▶ **WHAT THE EXERCISE ASKS**
Copy out every line of the records below, keeping each one unchanged.

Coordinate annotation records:
..............................

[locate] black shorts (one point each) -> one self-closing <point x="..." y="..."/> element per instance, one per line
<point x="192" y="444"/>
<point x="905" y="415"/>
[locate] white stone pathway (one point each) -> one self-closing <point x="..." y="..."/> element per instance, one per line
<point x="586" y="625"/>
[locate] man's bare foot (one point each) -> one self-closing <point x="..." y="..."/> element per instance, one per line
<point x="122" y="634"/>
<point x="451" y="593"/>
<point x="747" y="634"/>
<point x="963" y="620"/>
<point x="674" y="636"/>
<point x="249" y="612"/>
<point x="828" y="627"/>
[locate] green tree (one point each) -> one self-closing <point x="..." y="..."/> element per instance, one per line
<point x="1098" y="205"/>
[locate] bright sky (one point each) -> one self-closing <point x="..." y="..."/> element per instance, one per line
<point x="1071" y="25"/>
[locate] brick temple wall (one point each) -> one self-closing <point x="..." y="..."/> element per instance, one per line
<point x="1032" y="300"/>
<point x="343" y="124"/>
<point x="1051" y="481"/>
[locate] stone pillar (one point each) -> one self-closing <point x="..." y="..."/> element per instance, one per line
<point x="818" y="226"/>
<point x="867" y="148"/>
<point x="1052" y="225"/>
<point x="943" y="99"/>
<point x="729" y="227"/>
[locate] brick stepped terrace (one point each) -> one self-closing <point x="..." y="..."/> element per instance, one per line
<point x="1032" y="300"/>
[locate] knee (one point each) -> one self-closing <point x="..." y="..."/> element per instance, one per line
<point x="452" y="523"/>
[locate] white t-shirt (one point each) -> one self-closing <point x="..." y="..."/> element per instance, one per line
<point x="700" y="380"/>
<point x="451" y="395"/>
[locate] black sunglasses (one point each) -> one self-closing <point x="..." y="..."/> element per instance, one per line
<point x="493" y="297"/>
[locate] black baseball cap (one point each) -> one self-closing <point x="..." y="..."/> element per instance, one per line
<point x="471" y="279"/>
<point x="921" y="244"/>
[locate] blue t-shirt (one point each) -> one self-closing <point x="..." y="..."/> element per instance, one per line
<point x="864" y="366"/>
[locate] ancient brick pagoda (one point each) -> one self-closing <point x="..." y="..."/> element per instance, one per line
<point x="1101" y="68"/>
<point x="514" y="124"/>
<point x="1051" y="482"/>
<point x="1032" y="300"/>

..............................

▶ **FULL RESPONSE**
[locate] black shorts (one point each) -> one self-closing <point x="..." y="..."/> element per instance, one per line
<point x="192" y="444"/>
<point x="905" y="415"/>
[locate] white stone pathway (one point each) -> one self-closing <point x="..." y="..."/> element per instance, one per line
<point x="586" y="625"/>
[locate] man's bare foot (one point each) -> one self-closing <point x="..." y="..."/> element per instance, one per line
<point x="122" y="634"/>
<point x="451" y="593"/>
<point x="747" y="634"/>
<point x="963" y="620"/>
<point x="674" y="636"/>
<point x="249" y="612"/>
<point x="828" y="627"/>
[locate] green tree (one point each) -> one self-closing <point x="..." y="..."/> element per instance, one per line
<point x="1098" y="205"/>
[locate] bright sky (one point each) -> one self-closing <point x="..." y="..."/> element per instance, one per line
<point x="1071" y="25"/>
[locate] brick temple wall (one point each) -> one self-closing <point x="..." y="..."/> element per instance, one per line
<point x="1032" y="300"/>
<point x="343" y="124"/>
<point x="1051" y="481"/>
[locate] stone pillar (one point each) -> one self-closing <point x="..." y="..."/> element per instance, one per line
<point x="818" y="226"/>
<point x="867" y="148"/>
<point x="1052" y="225"/>
<point x="943" y="99"/>
<point x="729" y="227"/>
[locate] brick stepped terrace (one point each) -> one self-closing <point x="..." y="..."/> element per instance, one per line
<point x="1032" y="300"/>
[locate] knee (one point each) -> one self-closing <point x="..." y="..."/> element per instance, one per line
<point x="452" y="523"/>
[locate] white t-shirt (one point each) -> one self-closing <point x="..." y="..."/> element per instance, one per line
<point x="700" y="380"/>
<point x="451" y="395"/>
[locate] black sunglasses (one point each) -> one self-closing <point x="..." y="..."/> element per instance, one per line
<point x="493" y="297"/>
[locate] black baseball cap (one point each) -> one self-closing <point x="..." y="..."/> element per instance, one per line
<point x="471" y="279"/>
<point x="921" y="244"/>
[locate] blue t-shirt (one point each) -> one self-closing <point x="..." y="..."/> element per instance, one per line
<point x="864" y="366"/>
[locate] ancient brick pagoda (one point each) -> one self-closing <point x="..." y="..."/> element per instance, one per line
<point x="1101" y="68"/>
<point x="514" y="124"/>
<point x="1051" y="482"/>
<point x="1032" y="300"/>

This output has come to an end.